#### [Arbeitsanweisung]
Gib an, in wie vielen Zeilen des Materials die Zeichenfolge „white“ vorkommt, und nenne dabei nur die Zahl. Groß- und Kleinschreibung muss beachtet werden.

#### [Aufgabenmaterial]

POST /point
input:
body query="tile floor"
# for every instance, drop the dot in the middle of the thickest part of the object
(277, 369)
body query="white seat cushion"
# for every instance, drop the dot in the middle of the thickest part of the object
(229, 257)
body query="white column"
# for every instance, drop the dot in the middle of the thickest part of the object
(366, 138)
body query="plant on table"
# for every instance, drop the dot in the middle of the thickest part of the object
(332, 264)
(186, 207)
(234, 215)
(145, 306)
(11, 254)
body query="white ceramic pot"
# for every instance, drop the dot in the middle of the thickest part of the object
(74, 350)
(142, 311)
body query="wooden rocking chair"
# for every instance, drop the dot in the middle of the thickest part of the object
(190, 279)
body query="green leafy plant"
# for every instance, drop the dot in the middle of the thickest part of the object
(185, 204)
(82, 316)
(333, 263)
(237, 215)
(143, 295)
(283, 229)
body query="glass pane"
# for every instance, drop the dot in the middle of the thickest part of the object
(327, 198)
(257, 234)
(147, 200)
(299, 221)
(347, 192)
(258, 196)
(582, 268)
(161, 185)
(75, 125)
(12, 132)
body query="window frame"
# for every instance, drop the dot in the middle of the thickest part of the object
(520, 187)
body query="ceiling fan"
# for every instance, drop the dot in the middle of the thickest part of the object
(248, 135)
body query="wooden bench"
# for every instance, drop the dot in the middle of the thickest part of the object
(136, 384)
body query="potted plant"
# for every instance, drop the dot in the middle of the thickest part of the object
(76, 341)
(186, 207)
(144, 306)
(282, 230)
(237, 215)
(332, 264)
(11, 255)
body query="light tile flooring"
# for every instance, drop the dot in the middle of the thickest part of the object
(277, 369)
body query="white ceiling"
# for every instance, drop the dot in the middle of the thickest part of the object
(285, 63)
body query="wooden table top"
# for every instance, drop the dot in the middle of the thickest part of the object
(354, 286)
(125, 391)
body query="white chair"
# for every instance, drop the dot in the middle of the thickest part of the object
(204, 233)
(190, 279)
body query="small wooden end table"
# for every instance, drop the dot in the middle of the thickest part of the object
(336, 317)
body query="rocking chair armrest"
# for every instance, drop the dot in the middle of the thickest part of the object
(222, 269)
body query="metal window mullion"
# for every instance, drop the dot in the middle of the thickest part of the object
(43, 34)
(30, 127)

#### [Aufgabenergebnis]
5